» **INSTRUCTIONS**
(a) Reproduce the passage of the Python testing style guide that begins at the words "Prerequisites" and ends after the words "time without exception.".
(b) Continue the Python testing style guide, starting right after its last sentence.

» **PAGE**
##########
/python-testing-style-guide

A style guide for writing Python tests (and Django tests)

BSD 3-Clause "New" or "Revised" LicenseBSD-3-Clause

This document has moved to Confluence.

python-testing-style-guide

This document is a draft style guide for writing Python tests (and Django tests). It is meant to be expanded and refined over time.

Many of the recommendations stand in stark contrast to conventions for good code. This is deliberate: tests are not regular code and have a much different set of risks and rewards.

If you're curious why a particular practice is recommended, get someone to defend or explain it (there's a chance it's wrong and needs to be updated). That said, a lot of these recommendations come from specific mistakes and scars earned over many years of work, so don't be surprised if they're passionately defended.

Prerequisites

PEP8 first

Start with PEP8 and strive to understand why it makes the recommendations it does. We like nearly all of it except for the Maximum Line Length recommendation.

Lint in your editor

Configure the Python linting plugin for your editor and use it every time without exception.

Prefer imperfect tests to no tests

Tests should (almost) always accompany code we write professionally. We're fortunate to work in an environment where testing is actively encouraged, so don't waste that priveledge. We get away with all sorts of other efficiencies and laziness because of our sincere dedication to pragmatic and practical testing.
##########
» **RECORDS SUPPLIED**
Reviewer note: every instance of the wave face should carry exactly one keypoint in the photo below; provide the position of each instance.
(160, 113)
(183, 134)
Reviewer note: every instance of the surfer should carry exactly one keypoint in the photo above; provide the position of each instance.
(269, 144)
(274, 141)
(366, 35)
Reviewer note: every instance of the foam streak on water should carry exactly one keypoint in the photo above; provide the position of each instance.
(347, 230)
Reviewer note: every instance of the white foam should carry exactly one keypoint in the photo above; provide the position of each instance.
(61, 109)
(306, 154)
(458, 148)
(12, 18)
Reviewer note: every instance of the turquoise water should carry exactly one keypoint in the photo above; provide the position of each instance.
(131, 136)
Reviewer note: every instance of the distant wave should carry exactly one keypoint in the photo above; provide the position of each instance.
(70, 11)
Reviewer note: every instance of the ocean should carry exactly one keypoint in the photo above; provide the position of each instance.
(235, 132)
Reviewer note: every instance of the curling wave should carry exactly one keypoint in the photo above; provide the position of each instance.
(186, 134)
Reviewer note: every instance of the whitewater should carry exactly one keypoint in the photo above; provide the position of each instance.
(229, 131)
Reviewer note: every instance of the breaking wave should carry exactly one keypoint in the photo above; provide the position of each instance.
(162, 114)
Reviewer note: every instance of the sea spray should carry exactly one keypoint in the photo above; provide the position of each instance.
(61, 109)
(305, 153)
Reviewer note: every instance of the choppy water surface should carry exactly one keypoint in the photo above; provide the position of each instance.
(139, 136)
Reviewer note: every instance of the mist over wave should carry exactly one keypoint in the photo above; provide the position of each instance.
##########
» **ANSWERS PROVIDED**
(a)
Prerequisites

PEP8 first

Start with PEP8 and strive to understand why it makes the recommendations it does. We like nearly all of it except for the Maximum Line Length recommendation.

Lint in your editor

Configure the Python linting plugin for your editor and use it every time without exception.

(b)
The practice of testing

Tox

Every package should have setup instructions for a developer in the README and should be testable using tox after setup. Use 100% test success to confirm your setup is complete.

Master should be 100%

Strive to never push a failing test to master. If you want to push failing tests to another branch, that's fine (in fact often encouraged).

Run tests often

We run our tests continuously with Jenkins (every morning and after every commit), but you still need to run them locally before pushing code.

Use TDD if it makes sense

Some people do TDD often, sometimes, or rarely. Figure out when it's an effective habit for you.

Pay attention to coverage

Remember the QA team

We are fortunate in that we have a smart and effective QA team. Some functionality simply cannot be effectively tested, which can feel frustrating to a developer. Before spending too much time on a set of tests of limited benefit, consider whether the issue should be

Delete dead or misleading tests aggressively

Do not be shy about removing tests as soon as they start to become false or unhelpful.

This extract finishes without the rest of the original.